> _练习题目_:
1. 对照Hadoop配置笔记,逐项判断以下说法是否成立,回答“是”或“否”,并一字不差地引出笔记中起决定作用的字句。
(a) 解压后的jdk用mv命令移到了/usr/soft/目录下。
(b) hdfs-site.xml中dfs.replication的值设为3。
(c) 测试无秘钥是否生成时使用的命令是ssh localhost。
2. 把Hadoop配置笔记中的“查看路径并复制下来以供配置hadoop”译成英文。
3. 从“一、I. 永久关闭防火墙--chkconfig iptables”到“9.回到上一级目录: cd ..”,把Hadoop配置笔记中的这一段原样照抄下来。

> _正文_:
Hadoop伪分布及全分布(笔记)
一、I. 永久关闭防火墙--chkconfig iptables off
II.防火墙状态--service iptables status
二、jdk的配置
1.解压jdk:tar -zxvf jdk-8u11-linux-x64.tar.gz
2.在usr/中创建soft目录:mkdir soft
3.进入挂载目录:cd /mnt/hgfs/Ubuntu/
4.复制(cp)或移动解压的jdk: mv jdk1.8.0_11 /usr/soft/
5.进入soft目录: cd ./soft/
6.查看jdk是否存在: ls
7.进入jdk目录: cd ./jdk1.8.0_11/
8.查看jdk路径并复制下来以供配置jdk: pwd
9.回到上一级目录: cd ..
10.利用gedit编辑器配置jdk: gedit /etc/profile
I.加入:export JAVA_HOME=/usr/soft/jdk1.8.0_11
II.配置PATH: export PATH=$JAVA_HOME/bin/:$PATH
11.使配置立即生效:source /etc/profile
12.输入以下命令测试jdk是否配置成功: I. java
II. javac
III. java -version
三、配置无秘钥
13.回到当前用户家目录: cd ~
14.查看本机是否安装了ssh:ssh
15.配置ssh(输入当前命令回车): ssh-keygen -t rsa -P '' -f ~/.ssh/id_rsa
16.进入~/.ssh目录: cd ~/.ssh
17.查看目录下的目录: ls
18.把id_rsa.pub重定向输入至authorized_keys: cat id_rsa.pub >> authorized_keys
19.测试无秘钥是否生成: ssh localhost
四、hadoop伪分布配置
20.进入挂载分区: cd /mnt/hgfs/Ubuntu/
21.查看当前文件中是否有hadoop: ls
22.解压hadoop: tar -zxvf hadoop-2.7.2.tar.gz
23.查看解压结果:ls
24.复制或移动解压以后的hadoop并重命名: mv hadoop-2.7.2 /usr/soft/hadoop
25.进入usr/soft/目录: cd /usr/soft/
26.查看soft子文件: ls
27.查看详细信息: ls -la
28.进入hadoop目录: cd ./hadoop/
28.查看路径并复制下来以供配置hadoop: pwd
29.配置hadoop :gedit /etc/profile
I.加入:export HADOOP_INSTALL=/usr/soft/hadoop
II.配置
PATH:export PATH=$JAVA_HOME/bin/:$PATH:$HADOOP_INSTALL/bin:$HADOOP_INSTALL/sbin
30.进入hadoop目录: cd ./soft/hadoop/
31.进入hadoop下的/etc/hadoop/: cd ./etc/hadoop/
33.编辑一下配置文件:I. gedit core-site.xml
<?xml version="1.0" encoding="UTF-8"?>
<?xml-stylesheet type="text/xsl" href="configuration.xsl"?>
<configuration>
<property>
<name>fs.defaultFS</name>
<value>hdfs://localhost:9000/</value>
</property>
</configuration>
II. gedit hdfs-site.xml
<?xml version="1.0" encoding="UTF-8"?>
<?xml-stylesheet type="text/xsl" href="configuration.xsl"?>
<configuration>
<property>
<name>dfs.replication</name>
<value>1</value>
</property>
</configuration>
III. gedit mapred-site.xml.template
<?xml version="1.0"?>
<?xml-stylesheet type="text/xsl" href="configuration.xsl"?>
<configuration>
<property>
<name>mapreduce.framework.name</name>
<value>yarn</value>
</property>
</configuration>
IV. gedit yarn-site.xml
<?xml version="1.0"?>
<configuration>
<property>
<name>yarn.resourcemanager.hostname</name>
<value>??</value>
</property>
<property>
<name>yarn.nodemanager.aux-services</name>
<value>mapreduce_shuffle</value>
</property>
</configuration>
34.配置hadoop环境: gedit hadoop-env.sh
I.配置java_home:export JAVA_HOME=/usr/soft/jdk1.8.0_11
35.回到上一级目录: cd ..

> _材料节选_:
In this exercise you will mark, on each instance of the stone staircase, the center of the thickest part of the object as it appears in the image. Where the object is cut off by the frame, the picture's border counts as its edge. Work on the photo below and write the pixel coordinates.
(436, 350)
* * *
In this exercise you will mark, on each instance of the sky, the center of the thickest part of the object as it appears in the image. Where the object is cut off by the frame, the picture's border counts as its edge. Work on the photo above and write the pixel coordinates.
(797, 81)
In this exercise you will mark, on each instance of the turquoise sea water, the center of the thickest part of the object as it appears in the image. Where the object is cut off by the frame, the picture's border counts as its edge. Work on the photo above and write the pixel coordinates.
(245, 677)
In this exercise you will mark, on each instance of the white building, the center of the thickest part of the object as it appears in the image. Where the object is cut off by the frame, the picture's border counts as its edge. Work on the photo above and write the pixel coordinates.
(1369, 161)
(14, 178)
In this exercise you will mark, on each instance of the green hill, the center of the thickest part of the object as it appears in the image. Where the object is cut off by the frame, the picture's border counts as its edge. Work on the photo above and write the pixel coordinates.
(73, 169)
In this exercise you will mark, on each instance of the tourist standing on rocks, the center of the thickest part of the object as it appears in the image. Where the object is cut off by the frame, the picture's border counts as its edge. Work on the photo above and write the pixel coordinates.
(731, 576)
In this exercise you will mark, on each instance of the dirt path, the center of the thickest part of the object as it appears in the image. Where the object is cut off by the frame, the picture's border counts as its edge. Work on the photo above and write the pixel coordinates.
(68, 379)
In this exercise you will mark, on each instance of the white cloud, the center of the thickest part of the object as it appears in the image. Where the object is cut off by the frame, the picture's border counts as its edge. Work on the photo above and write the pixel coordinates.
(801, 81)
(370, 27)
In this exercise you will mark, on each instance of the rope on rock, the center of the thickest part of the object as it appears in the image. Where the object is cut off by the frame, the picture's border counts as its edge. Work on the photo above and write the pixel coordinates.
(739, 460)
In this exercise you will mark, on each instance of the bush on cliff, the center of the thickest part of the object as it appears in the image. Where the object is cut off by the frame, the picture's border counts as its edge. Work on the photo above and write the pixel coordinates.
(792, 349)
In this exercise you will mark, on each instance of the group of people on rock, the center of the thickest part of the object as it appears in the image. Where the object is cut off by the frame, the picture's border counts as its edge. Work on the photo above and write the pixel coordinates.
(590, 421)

> _参考答案_:
1.
(a) 是。“mv jdk1.8.0_11 /usr/soft/”
(b) 否。“<value>1</value>”
(c) 是。“测试无秘钥是否生成: ssh localhost”

2. View the path and copy it down for configuring Hadoop.

3.
一、I. 永久关闭防火墙--chkconfig iptables off
II.防火墙状态--service iptables status
二、jdk的配置
1.解压jdk:tar -zxvf jdk-8u11-linux-x64.tar.gz
2.在usr/中创建soft目录:mkdir soft
3.进入挂载目录:cd /mnt/hgfs/Ubuntu/
4.复制(cp)或移动解压的jdk: mv jdk1.8.0_11 /usr/soft/
5.进入soft目录: cd ./soft/
6.查看jdk是否存在: ls
7.进入jdk目录: cd ./jdk1.8.0_11/
8.查看jdk路径并复制下来以供配置jdk: pwd
9.回到上一级目录: cd ..